AIM OF THE EXERCISE:
In the listing below, how many lines carry the word "recessed"? Reply with only the number.

DATA:

:::::

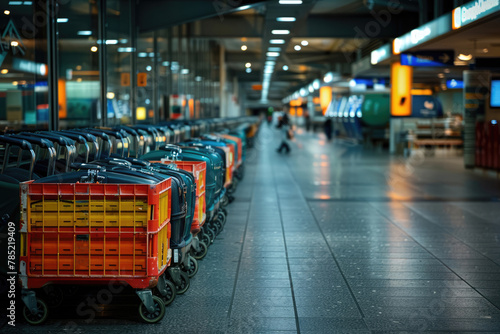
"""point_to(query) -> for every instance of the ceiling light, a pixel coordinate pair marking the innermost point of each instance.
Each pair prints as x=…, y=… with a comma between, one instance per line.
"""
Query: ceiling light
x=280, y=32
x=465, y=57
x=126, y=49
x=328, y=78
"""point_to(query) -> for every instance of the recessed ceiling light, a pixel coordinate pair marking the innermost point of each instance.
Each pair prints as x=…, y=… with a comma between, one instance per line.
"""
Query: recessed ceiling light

:::::

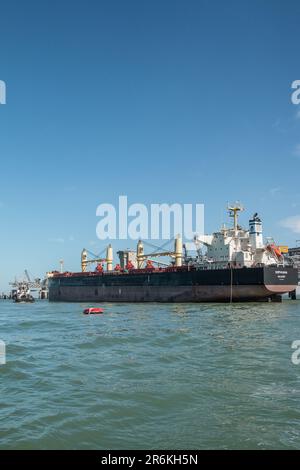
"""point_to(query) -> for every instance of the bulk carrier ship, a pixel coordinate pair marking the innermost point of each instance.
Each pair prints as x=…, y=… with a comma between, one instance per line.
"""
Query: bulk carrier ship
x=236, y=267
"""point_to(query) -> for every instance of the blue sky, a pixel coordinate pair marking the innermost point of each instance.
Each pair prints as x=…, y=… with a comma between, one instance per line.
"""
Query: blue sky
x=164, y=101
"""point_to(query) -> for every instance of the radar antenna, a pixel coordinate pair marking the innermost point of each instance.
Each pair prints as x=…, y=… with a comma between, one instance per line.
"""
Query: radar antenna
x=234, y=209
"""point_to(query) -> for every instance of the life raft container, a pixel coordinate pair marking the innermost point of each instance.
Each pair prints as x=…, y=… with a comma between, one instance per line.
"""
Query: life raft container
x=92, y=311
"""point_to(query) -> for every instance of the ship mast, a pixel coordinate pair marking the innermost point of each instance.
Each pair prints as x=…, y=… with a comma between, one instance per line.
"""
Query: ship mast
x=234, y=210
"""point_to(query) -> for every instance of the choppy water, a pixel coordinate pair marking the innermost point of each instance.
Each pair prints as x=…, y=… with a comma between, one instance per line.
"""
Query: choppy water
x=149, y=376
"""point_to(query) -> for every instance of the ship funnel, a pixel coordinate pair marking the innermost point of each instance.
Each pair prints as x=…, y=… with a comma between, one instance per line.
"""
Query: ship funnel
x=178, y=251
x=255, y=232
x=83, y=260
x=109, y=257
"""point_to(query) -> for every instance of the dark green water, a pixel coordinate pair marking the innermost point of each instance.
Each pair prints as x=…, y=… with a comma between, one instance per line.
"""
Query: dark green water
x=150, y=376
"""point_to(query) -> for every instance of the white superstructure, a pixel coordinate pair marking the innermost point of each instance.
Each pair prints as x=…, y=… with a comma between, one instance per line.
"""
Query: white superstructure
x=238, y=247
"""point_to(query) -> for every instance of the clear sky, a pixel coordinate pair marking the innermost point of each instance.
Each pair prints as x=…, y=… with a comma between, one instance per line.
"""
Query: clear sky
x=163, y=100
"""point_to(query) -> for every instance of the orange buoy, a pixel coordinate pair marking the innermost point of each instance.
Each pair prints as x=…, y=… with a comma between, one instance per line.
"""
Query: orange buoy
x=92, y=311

:::::

THE ANSWER:
2